- **Passage provided**
Reading digitally (phone & laptop) seems to be a bit more easier for me. Reading in the bus or 15-30 minutes at internship/ university through laptop or phone is much easier than carrying a book and picking it up.
I really like Slewfoot, now I want to reread it
In terms of fiction I'm 2/3rds of the way through Free Food for Millionaires. It's all right. I found the writing in the beginning so compelling, but now I'm not sure if it's going anywhere. We'll see. I'm an inattentive reader in fiction.
I just finished The Heavens by Sandra Newman. I’m not quite sure what to make of it.
It’s about a woman who lives in turn of the century New York (meaning 2000-ish. God I’m old), but when she sleeps she is transported, possibly literally into the life of Shakespeare’s “Dark Lady.”
She has a distinct and poetic voice and the book is a sad and quiet and beautiful meditation on greatness and madness and love and hope and meaning.
It’s also meandering and depressing and the 16th century stuff feels well researched but superficial, and some of the choices later in the book feel rushed and like she felt they had to be there but they don’t exactly fit the tone.
Gonna have to digest this one for a bit, which I guess means it challenged me and that’s a good thing.
Does this book require any prior knowledge of Dark Lady?

- **Data shown**
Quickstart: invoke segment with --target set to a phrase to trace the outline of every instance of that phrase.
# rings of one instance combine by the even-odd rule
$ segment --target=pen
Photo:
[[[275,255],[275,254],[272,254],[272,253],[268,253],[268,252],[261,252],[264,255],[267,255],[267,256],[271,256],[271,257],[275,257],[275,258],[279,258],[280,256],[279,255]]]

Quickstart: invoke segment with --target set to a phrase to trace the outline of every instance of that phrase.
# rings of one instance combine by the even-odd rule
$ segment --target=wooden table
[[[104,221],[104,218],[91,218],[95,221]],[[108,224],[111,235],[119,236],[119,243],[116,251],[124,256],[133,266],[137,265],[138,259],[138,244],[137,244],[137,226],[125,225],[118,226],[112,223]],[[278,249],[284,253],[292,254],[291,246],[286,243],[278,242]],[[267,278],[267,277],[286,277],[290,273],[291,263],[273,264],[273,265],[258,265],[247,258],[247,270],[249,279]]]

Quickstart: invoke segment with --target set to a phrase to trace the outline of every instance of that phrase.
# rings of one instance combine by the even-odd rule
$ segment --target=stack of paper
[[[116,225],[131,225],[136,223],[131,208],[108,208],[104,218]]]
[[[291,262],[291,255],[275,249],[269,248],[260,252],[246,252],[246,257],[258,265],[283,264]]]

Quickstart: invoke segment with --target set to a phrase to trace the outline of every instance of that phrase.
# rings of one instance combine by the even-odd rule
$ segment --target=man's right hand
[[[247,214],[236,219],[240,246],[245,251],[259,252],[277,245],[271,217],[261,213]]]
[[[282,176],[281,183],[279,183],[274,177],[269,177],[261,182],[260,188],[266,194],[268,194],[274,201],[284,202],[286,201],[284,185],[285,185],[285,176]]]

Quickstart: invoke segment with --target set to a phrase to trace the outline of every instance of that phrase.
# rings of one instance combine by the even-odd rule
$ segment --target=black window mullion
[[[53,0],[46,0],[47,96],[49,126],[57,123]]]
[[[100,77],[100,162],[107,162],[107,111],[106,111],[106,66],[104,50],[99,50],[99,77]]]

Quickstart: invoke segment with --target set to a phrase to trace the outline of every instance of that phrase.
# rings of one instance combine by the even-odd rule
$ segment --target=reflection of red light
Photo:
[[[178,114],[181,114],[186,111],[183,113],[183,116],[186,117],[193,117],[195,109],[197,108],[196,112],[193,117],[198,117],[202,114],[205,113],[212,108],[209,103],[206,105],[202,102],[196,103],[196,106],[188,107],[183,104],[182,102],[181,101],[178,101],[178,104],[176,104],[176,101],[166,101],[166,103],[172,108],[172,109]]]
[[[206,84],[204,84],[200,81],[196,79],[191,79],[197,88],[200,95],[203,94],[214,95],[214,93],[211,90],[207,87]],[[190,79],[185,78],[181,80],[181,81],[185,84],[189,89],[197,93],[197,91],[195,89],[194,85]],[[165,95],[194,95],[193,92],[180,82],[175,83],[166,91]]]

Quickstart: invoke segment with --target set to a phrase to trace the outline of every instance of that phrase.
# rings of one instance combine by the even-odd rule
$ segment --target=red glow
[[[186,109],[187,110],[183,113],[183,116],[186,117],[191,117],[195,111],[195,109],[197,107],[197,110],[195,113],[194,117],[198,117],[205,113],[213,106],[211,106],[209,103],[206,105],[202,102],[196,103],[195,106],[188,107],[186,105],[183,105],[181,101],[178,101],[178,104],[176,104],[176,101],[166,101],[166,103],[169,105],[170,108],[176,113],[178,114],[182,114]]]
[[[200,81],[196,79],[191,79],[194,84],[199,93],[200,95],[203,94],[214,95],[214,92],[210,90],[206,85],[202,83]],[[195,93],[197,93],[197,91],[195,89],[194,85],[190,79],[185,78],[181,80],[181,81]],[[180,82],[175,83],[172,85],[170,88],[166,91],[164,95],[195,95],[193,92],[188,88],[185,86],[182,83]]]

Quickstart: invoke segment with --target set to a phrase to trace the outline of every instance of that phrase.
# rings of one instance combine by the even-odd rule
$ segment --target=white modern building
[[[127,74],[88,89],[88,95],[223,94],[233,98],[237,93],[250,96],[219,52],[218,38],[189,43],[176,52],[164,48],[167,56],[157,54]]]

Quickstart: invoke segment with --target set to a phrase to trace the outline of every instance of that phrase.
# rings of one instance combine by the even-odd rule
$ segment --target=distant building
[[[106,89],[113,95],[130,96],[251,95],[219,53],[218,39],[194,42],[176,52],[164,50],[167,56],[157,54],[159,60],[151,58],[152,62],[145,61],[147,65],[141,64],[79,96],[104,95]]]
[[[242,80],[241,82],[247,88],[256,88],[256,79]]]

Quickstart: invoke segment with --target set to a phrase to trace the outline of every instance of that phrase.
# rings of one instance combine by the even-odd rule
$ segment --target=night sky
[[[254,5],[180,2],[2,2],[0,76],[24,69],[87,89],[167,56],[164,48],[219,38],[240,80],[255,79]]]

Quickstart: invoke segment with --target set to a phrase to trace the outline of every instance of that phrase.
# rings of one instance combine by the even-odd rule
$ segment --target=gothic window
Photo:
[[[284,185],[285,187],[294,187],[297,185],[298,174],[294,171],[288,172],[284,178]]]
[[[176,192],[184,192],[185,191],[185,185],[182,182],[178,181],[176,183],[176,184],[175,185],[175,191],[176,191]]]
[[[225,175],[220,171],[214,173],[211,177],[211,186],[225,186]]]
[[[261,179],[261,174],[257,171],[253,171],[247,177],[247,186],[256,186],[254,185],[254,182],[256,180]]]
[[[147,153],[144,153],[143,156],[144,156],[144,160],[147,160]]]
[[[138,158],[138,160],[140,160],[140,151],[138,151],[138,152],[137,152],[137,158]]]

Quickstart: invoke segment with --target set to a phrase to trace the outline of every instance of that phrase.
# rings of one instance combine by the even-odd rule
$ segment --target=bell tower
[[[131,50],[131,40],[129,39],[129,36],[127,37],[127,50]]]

- **Tasks to carry out**
(1) Using the reading comments, decide whether each statement agrees with them, and answer yes or no with the deciding words quoted: (a) The commenter who finished The Heavens knows what to make of it. (b) The Heavens is about a woman who lives in turn of the century New York. (c) The commenter reading Free Food for Millionaires has finished it.
(2) Transcribe the part of the reading comments between "I just finished" and "a good thing.", inclusive.
The lines have no part in this work.

- **Task results**
(1)
(a) No: "I’m not quite sure what to make of it."
(b) Yes: "It’s about a woman who lives in turn of the century New York"
(c) No: "I'm 2/3rds of the way through Free Food for Millionaires."

(2)
I just finished The Heavens by Sandra Newman. I’m not quite sure what to make of it.
It’s about a woman who lives in turn of the century New York (meaning 2000-ish. God I’m old), but when she sleeps she is transported, possibly literally into the life of Shakespeare’s “Dark Lady.”
She has a distinct and poetic voice and the book is a sad and quiet and beautiful meditation on greatness and madness and love and hope and meaning.
It’s also meandering and depressing and the 16th century stuff feels well researched but superficial, and some of the choices later in the book feel rushed and like she felt they had to be there but they don’t exactly fit the tone.
Gonna have to digest this one for a bit, which I guess means it challenged me and that’s a good thing.